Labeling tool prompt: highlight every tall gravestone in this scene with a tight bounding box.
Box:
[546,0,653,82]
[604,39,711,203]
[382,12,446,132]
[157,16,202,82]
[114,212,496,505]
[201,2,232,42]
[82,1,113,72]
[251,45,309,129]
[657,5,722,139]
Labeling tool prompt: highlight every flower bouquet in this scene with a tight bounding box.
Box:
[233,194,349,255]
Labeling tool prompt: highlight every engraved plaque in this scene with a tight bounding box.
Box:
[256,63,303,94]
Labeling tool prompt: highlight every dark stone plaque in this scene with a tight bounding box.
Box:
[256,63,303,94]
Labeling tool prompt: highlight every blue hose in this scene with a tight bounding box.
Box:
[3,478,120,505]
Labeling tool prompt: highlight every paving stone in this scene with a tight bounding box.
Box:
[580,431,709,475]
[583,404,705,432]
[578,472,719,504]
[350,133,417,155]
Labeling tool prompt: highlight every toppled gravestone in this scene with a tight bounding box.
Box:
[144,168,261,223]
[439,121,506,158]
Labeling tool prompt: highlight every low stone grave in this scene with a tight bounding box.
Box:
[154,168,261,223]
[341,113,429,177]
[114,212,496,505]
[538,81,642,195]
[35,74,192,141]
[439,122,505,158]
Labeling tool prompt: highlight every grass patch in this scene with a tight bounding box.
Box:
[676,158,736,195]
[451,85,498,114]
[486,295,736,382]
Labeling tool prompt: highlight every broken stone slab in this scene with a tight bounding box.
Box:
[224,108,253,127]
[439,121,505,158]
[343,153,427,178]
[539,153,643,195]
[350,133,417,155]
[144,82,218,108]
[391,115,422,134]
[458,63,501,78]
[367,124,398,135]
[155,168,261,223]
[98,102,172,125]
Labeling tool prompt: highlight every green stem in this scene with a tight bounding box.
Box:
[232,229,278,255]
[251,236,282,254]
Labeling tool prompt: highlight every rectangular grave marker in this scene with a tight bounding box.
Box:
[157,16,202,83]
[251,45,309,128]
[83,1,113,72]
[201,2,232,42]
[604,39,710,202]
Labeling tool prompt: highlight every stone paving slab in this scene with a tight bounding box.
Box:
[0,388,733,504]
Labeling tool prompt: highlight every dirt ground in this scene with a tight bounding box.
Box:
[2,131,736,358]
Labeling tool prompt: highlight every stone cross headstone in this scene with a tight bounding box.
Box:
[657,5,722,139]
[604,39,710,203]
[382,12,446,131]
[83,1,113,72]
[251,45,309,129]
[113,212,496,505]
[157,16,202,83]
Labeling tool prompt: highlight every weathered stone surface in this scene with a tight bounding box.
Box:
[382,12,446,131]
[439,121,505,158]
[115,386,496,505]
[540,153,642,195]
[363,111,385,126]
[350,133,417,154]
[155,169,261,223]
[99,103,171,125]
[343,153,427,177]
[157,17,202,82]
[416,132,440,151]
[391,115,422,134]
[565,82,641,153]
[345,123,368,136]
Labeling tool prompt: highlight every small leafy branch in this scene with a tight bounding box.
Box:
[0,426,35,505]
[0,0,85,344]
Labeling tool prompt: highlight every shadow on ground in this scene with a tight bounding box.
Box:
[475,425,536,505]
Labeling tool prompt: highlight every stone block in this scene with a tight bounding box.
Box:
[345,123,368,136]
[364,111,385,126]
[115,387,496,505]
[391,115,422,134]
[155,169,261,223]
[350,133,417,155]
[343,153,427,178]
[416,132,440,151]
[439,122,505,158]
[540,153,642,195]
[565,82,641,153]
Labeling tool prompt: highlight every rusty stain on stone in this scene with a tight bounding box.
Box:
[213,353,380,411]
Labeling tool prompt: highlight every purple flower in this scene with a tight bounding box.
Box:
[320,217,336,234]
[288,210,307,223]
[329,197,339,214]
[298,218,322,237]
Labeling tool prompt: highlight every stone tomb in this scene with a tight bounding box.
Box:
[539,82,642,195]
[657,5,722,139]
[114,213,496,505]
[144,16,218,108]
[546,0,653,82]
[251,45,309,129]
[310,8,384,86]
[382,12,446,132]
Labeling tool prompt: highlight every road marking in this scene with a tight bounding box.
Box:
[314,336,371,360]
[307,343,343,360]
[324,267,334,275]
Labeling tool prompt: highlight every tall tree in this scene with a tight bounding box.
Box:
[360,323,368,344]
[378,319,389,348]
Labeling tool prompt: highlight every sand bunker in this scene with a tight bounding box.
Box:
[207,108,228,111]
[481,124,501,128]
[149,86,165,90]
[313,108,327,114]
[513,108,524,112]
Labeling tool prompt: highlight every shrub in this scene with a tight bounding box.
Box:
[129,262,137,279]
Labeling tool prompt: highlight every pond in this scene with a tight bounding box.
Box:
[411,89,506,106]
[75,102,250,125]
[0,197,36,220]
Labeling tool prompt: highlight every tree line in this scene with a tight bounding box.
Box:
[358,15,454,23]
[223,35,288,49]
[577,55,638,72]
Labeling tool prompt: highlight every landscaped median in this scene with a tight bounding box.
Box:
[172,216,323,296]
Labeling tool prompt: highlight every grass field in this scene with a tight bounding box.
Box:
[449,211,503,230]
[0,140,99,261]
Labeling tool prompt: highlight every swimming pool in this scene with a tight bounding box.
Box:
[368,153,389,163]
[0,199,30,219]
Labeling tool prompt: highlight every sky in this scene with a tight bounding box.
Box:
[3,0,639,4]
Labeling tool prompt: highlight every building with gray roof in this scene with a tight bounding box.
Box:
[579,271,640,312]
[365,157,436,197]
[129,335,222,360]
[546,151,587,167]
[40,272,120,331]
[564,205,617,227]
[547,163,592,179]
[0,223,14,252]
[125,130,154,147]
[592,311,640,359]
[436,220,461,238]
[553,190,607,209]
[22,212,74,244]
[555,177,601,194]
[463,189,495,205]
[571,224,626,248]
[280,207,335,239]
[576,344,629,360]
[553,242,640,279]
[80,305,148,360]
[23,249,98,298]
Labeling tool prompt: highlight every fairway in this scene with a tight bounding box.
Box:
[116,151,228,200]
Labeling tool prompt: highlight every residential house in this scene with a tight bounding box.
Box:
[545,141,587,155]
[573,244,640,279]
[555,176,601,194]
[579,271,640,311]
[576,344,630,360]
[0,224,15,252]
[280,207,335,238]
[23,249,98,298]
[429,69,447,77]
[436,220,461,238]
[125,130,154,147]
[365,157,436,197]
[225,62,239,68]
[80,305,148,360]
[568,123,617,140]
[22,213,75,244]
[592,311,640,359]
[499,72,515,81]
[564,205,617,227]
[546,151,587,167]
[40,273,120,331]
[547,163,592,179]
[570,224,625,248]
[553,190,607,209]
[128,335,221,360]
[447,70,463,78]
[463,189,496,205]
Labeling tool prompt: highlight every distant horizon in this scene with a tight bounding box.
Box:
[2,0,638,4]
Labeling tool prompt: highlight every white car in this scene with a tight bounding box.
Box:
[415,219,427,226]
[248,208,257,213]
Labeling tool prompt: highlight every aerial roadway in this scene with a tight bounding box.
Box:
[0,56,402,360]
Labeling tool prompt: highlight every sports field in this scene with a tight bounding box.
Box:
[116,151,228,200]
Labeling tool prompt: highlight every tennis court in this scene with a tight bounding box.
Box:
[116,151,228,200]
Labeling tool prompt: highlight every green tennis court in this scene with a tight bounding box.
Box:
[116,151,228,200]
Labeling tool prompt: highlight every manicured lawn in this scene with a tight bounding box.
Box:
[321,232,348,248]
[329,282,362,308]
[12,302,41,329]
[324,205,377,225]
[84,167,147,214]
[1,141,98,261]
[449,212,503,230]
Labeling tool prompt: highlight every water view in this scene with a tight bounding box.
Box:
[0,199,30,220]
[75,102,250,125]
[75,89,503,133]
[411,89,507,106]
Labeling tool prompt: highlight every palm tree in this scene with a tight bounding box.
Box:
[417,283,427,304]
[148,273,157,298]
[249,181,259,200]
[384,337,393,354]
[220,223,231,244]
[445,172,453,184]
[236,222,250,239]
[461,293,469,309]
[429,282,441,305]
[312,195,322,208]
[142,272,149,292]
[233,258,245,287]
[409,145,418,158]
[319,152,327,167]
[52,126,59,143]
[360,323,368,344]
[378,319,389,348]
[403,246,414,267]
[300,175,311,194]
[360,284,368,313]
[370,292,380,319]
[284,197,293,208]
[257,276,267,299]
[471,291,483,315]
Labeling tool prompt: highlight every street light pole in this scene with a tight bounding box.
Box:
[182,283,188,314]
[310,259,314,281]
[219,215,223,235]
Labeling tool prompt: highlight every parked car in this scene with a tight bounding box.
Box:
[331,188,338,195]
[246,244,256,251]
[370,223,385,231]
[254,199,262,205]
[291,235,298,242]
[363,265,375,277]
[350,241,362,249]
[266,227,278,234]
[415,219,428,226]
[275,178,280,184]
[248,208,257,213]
────
Return a copy of each line in the records above that has "green" in it.

Labeling tool prompt: highlight every green stem in this scene with a tight bounding box.
Labeling tool prompt: highlight every green tennis court in this scene with a tight bounding box.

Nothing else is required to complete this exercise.